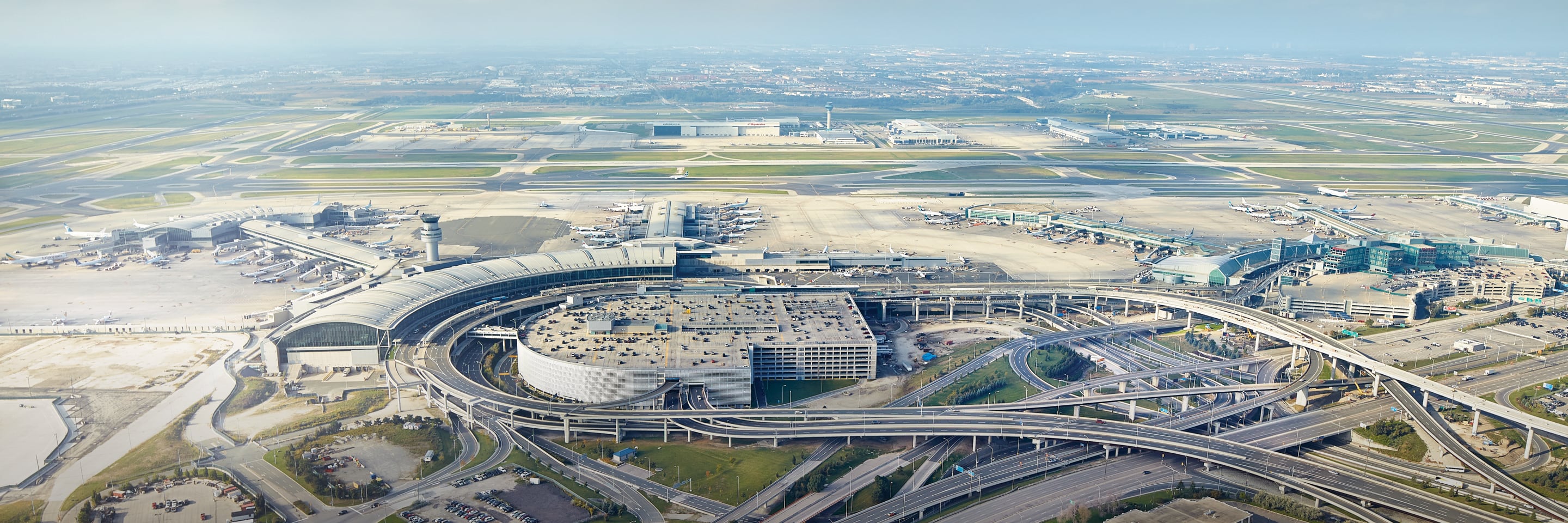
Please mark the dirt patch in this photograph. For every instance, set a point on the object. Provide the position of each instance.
(546, 503)
(111, 362)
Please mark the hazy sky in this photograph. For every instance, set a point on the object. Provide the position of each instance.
(173, 29)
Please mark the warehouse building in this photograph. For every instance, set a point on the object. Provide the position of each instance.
(1081, 132)
(918, 132)
(700, 127)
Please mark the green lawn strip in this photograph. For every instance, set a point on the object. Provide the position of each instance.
(358, 404)
(333, 129)
(991, 384)
(941, 365)
(869, 156)
(1109, 156)
(20, 159)
(270, 136)
(488, 447)
(1399, 436)
(382, 173)
(268, 194)
(66, 143)
(788, 170)
(163, 451)
(1388, 175)
(1531, 134)
(1318, 157)
(1318, 141)
(21, 223)
(785, 392)
(163, 167)
(414, 157)
(628, 156)
(982, 172)
(253, 392)
(882, 489)
(179, 142)
(711, 465)
(430, 437)
(143, 202)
━━━━━━
● THE TASK
With the pictures omitted, reproduce the records in full and exactly.

● THE COMPLETED TASK
Please mark the dirt patch in this photograph. For every instance, set a point on the object. Provide the position of each instance.
(546, 503)
(111, 362)
Please mark the hazy sky in this photograph. For every instance, set a point on the object. Provide the position of each instance.
(173, 29)
Please mark the warehouse building in this photograph. For every instance, set a point on the object. Provide the position of each instance.
(1081, 132)
(918, 132)
(700, 127)
Please mark the green lawn strip in this photograph. For every instance, set a point on the object. Provide the position of each instance.
(358, 404)
(333, 129)
(991, 384)
(941, 365)
(869, 156)
(1109, 156)
(20, 159)
(270, 136)
(488, 447)
(1399, 436)
(382, 173)
(268, 194)
(66, 143)
(788, 170)
(163, 451)
(1388, 175)
(1531, 134)
(1318, 157)
(1318, 141)
(21, 223)
(785, 392)
(163, 167)
(414, 157)
(628, 156)
(982, 172)
(253, 392)
(882, 489)
(179, 142)
(711, 465)
(430, 437)
(143, 202)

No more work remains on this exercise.